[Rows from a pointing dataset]

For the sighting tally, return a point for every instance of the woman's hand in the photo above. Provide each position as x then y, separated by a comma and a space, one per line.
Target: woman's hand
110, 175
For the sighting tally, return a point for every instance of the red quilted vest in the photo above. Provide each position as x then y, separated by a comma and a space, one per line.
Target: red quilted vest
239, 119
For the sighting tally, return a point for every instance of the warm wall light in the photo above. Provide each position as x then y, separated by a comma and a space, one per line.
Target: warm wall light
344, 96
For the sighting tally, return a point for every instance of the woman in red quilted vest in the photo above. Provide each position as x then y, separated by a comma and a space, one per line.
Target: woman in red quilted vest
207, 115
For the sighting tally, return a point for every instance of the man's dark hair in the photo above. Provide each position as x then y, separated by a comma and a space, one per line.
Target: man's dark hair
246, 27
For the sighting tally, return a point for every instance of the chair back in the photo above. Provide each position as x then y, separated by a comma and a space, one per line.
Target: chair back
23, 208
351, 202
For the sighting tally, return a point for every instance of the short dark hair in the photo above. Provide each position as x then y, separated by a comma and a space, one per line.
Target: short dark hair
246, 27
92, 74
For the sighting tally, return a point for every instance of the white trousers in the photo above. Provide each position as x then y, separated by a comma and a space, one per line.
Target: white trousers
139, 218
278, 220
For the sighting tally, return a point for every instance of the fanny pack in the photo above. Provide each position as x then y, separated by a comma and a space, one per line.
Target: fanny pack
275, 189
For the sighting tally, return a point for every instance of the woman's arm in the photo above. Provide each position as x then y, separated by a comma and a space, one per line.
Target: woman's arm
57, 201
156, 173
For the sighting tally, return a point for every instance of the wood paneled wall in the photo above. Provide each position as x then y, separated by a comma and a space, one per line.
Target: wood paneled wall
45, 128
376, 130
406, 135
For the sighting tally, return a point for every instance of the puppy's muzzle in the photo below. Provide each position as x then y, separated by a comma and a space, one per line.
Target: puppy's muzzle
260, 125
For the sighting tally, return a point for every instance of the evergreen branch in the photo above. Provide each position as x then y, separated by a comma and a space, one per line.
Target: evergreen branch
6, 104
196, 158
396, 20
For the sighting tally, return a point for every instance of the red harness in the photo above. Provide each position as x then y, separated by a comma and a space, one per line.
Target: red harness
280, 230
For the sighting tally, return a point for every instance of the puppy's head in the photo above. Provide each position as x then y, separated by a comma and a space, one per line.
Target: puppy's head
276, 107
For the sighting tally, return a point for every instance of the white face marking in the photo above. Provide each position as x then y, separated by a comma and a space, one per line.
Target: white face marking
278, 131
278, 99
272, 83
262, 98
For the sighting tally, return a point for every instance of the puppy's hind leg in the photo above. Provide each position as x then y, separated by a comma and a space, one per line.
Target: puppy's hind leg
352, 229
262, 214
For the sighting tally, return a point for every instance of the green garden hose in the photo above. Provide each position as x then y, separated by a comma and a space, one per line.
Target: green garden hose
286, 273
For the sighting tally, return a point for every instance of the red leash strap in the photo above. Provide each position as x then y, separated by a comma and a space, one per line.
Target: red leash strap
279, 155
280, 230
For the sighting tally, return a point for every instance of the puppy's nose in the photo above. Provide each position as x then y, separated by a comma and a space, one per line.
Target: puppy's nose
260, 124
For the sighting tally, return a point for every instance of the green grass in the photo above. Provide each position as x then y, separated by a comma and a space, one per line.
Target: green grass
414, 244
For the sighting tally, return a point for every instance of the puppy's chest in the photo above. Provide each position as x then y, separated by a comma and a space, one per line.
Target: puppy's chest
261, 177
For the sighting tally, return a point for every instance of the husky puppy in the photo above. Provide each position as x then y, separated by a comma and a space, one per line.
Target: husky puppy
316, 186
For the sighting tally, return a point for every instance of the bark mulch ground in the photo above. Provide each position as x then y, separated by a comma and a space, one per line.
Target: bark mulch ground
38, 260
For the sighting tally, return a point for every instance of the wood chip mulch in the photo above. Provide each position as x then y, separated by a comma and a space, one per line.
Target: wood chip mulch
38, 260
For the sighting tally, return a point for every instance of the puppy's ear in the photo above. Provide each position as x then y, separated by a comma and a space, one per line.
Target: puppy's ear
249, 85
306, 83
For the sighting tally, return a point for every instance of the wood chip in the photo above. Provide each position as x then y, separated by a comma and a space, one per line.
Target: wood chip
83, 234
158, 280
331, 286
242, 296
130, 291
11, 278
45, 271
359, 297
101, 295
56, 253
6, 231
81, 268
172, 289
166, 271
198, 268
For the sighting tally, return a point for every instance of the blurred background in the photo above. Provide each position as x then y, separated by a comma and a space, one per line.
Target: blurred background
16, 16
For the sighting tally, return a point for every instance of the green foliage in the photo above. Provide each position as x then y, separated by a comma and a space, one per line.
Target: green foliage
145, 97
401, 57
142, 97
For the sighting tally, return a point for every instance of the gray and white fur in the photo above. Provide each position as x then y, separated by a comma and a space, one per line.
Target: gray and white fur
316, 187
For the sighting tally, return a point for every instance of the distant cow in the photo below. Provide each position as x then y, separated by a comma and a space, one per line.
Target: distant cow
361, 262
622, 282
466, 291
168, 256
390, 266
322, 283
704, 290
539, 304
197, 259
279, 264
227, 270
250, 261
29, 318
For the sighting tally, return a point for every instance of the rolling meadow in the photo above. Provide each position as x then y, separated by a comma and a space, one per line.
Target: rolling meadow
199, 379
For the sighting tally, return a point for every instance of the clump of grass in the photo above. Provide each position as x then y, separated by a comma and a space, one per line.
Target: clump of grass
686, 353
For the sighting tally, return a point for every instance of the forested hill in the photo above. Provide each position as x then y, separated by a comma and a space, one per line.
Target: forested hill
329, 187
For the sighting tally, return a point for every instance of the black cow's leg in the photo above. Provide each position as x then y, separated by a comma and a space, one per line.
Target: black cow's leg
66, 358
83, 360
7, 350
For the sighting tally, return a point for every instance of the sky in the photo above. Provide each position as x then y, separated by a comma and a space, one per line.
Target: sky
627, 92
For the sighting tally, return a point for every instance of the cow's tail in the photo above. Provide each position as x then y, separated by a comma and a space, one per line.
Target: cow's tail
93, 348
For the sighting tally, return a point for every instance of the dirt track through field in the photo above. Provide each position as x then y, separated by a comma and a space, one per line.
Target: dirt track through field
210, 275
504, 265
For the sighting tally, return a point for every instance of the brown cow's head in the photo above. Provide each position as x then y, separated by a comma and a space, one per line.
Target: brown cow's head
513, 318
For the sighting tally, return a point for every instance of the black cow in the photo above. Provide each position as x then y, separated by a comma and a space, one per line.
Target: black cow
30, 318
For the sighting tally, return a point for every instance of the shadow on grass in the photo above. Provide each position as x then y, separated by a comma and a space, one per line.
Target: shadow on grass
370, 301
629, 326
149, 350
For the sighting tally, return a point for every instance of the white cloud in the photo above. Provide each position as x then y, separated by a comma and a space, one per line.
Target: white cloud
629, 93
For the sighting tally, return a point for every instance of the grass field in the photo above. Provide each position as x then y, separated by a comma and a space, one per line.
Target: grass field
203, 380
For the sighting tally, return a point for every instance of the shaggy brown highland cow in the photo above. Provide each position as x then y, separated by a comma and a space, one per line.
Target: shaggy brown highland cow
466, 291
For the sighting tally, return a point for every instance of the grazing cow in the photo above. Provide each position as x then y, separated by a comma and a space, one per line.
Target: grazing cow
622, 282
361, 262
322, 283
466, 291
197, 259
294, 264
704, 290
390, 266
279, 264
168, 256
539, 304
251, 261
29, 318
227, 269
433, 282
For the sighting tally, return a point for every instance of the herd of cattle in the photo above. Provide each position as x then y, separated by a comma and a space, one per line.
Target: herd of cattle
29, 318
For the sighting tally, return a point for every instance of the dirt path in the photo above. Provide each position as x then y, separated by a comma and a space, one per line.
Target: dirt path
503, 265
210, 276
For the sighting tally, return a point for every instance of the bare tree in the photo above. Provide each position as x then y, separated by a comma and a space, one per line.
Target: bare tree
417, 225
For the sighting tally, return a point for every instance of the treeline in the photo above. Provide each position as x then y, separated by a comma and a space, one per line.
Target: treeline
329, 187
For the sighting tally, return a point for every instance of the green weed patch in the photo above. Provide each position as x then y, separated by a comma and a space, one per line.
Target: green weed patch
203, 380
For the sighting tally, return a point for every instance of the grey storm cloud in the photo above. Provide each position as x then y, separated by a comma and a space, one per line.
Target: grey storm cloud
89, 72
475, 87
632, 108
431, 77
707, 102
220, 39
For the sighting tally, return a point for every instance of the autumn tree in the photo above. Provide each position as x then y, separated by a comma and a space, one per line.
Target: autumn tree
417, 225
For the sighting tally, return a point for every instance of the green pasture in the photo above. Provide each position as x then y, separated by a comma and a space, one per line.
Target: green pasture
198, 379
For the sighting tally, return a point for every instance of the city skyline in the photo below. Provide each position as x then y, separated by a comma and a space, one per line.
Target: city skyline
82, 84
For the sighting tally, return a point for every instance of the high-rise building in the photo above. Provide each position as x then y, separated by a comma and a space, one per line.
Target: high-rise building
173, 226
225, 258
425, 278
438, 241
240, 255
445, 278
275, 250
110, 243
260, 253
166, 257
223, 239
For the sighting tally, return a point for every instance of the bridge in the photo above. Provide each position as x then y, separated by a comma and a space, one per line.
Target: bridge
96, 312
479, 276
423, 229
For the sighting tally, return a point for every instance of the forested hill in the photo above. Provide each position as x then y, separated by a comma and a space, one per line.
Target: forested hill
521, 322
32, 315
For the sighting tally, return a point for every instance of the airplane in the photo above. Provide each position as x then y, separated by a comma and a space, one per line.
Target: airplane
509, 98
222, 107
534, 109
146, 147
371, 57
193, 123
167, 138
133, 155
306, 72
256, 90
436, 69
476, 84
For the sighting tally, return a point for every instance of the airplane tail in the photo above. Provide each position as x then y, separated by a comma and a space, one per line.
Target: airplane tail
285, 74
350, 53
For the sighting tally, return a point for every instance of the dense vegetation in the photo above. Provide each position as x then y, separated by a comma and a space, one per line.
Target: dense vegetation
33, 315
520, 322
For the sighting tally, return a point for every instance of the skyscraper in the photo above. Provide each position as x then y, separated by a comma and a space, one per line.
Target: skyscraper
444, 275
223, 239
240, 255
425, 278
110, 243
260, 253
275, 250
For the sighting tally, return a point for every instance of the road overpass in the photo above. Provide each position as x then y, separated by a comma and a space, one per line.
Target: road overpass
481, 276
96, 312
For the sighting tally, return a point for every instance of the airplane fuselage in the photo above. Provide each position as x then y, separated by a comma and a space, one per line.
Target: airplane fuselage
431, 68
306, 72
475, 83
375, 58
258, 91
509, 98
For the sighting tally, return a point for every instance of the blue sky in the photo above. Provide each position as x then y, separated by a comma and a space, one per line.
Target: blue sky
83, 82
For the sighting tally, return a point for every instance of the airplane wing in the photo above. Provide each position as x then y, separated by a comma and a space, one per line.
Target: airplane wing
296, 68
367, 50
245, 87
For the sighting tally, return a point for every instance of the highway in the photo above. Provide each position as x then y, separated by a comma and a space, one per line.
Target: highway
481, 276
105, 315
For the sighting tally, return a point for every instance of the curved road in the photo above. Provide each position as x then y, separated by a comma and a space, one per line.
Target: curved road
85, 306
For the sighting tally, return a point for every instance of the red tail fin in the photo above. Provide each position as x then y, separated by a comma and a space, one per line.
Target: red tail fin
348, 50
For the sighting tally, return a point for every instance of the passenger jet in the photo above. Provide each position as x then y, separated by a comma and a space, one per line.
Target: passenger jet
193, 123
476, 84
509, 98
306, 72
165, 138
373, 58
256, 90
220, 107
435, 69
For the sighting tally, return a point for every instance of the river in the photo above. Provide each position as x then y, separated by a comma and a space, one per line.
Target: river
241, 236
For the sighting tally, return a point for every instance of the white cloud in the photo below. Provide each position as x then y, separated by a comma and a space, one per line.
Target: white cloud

SET TASK -> Write out exactly the final stretch of the records: the line containing "of the blue" and every line after it, through the last, and nothing else.

EXPECTED ANSWER ->
For the sighting tally, return a point for every instance of the blue sky in the photo above. Provide each position as x then y, separated by a comma and a space, one per line.
Target: blue sky
83, 82
For the sighting tally, return a point for every instance of the airplane wing in the photo above. Provide each position as x then y, separated by a comma and a space, one per line.
Target: airplane wing
296, 68
367, 50
245, 87
For the sighting tally, return a point for every instance of the highway in the photo above. Provide each position as x then y, separated by a comma and a space, one per line.
Target: highway
481, 276
105, 315
For the sighting tally, return a point for every instance of the curved road in the photo above. Provide each position as x then y, separated by a comma and a space, one per line.
Target: curved road
85, 306
For the sighting tally, return a point for every instance of the red tail fin in the photo above. Provide each position as x then y, separated by a comma and a space, one per line.
Target: red tail fin
348, 50
For the sighting tally, return a point for every instance of the passenger jet in the photo above. Provide each position as x then y, separated by a comma and a space, one per line.
Target: passenger jet
193, 123
476, 84
509, 98
306, 72
165, 138
373, 58
256, 90
220, 107
435, 69
For the sighting tally, return a point for every instance of the river in the photo above. Provide each position as x then y, separated by a comma and a space, one per line.
Target: river
241, 236
For the sighting tally, return a point for every instance of the white cloud in the photo below. Provide each position as x then y, separated by a comma and a space, one per line.
Target: white cloud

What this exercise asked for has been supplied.